Enunciado da tarefa:
Extraia literalmente, da crítica sobre a série O Mecanismo apresentada a seguir, o trecho que se abre com as palavras que contêm "Sendo assim, O" e se fecha com "do Lava Jato.".

Texto fornecido:
====
O Mecanismo | Má transição entre ficção e realidade? (Crítica)

A mensagem é clara: existe um esquemão, uma ideologia, que corrói toda a sociedade brasileira. Começa lá de cima, afeta a todos e todo mundo aceita e faz parte desse sistema. Do político eleito e aclamado pelo povo, ao famoso “faz-tudo”. Aquele que você chama para consertar algo que quebrou ou está danificado na sua casa. Desta forma, todo mundo participa, todo mundo sabe que é assim que sempre funcionou e ninguém está incomodado com isso. O Mecanismo, uma das mais recentes estreias da Netflix retrata (e critica) exatamente esse aspecto da sociedade brasileira.

A narrativa criada para passar essa mensagem usa como argumento o, nem tão recente, escândalo de corrupção da Lava Jato. Caso que já se desdobrou em muitos outros escândalos de lavagem e roubo de dinheiro público. Envolvendo empresários das mais altas classes, assim como quase toda a classe de políticos eleitos no país.

Entretanto, a série é muito mais sobre o processo investigativo que levou à descoberta do escândalo e abertura do caso. É diferente do reality show que tem sido os processos judiciais transmitidos ao vivo, pela televisão e internet, nos desdobramentos reais da Operação Lava Jato. Com juízes e advogados com discursos teatrais e longas maratonas que provam que a justiça brasileira é muita coisa, exceto ágil e objetiva. — E que essa crítica também se estenda ao legislativo. Quando o Congresso precisa decidir algo de suma importância e faz assim sua própria maratona ao vivo. Faltando só pedir ao final de cada transmissão o joinha e o compartilhamento em suas redes sociais por tantas horas ao vivo decidindo os rumos do país.

Sendo assim, O Mecanismo é muito mais sobre a crítica da mentalidade da malandragem do brasileiro em querer levar vantagem em tudo. E menos sobre relatar com precisão os eventos que deram início ao descobrimento do escândalo do Lava Jato.

Nome aos bois

Pra mim a coisa mais incômoda de O Mecanismo é a forma como a série retrata algo real e a transforma em fantasia. Quase um misto de sátira e paródia. Nome e situações são alterados para deixar a narrativa mais cinematográfica. O que normalmente não seria um problema, se isso não fosse feito de forma quase que jocoso.

Posso dar como exemplo o personagem do juiz Paulo Rigo, baseado na figura do juiz Sérgio Moro. Rigo tem toda uma caricatura muito escrachada em diversos momentos do show. Há uma cena onde o juiz aparece deitado na sua cama lendo os quadrinhos do “Vigilante Sombrio”. Ou em outra onde o mesmo dá um autógrafo em um jornal e sorri logo em seguida. Tudo bem, eu entendo o que a série está dizendo aqui, mas precisa fazer de forma tão… teatral? Falta uma sutileza. Passar a ideia da figura real do personagem de forma indireta, que o espectador conclua isso por conta própria. Se um holofote e placas apontando essa direção.
====
Dados disponíveis:

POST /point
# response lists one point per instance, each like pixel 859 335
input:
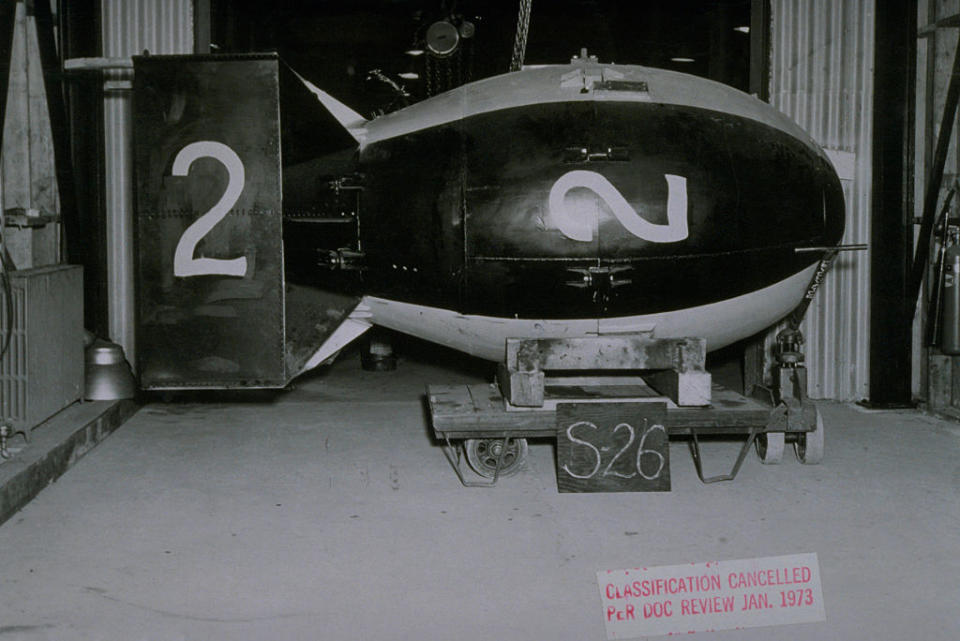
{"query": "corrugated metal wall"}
====
Resposta esperada:
Sendo assim, O Mecanismo é muito mais sobre a crítica da mentalidade da malandragem do brasileiro em querer levar vantagem em tudo. E menos sobre relatar com precisão os eventos que deram início ao descobrimento do escândalo do Lava Jato.